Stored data
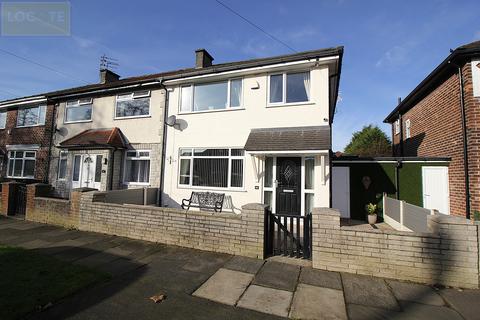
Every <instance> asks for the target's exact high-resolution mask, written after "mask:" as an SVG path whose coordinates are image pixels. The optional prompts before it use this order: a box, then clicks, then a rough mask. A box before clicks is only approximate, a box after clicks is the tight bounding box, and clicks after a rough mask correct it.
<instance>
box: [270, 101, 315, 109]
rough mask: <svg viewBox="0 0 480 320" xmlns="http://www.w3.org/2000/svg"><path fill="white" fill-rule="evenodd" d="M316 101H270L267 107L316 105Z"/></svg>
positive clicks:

Exercise requirements: Filter the data, keeping only the lines that contain "clicks".

Solution to this problem:
Every <instance> asks for the target's exact high-resolution mask, written after "mask:" as an SVG path whose coordinates are image pixels. The optional prompts before it use this order: a box, then clicks, then a rough mask. A box before clicks is only approximate, a box after clicks is the tight bounding box, and clicks after a rough mask correct it.
positive clicks:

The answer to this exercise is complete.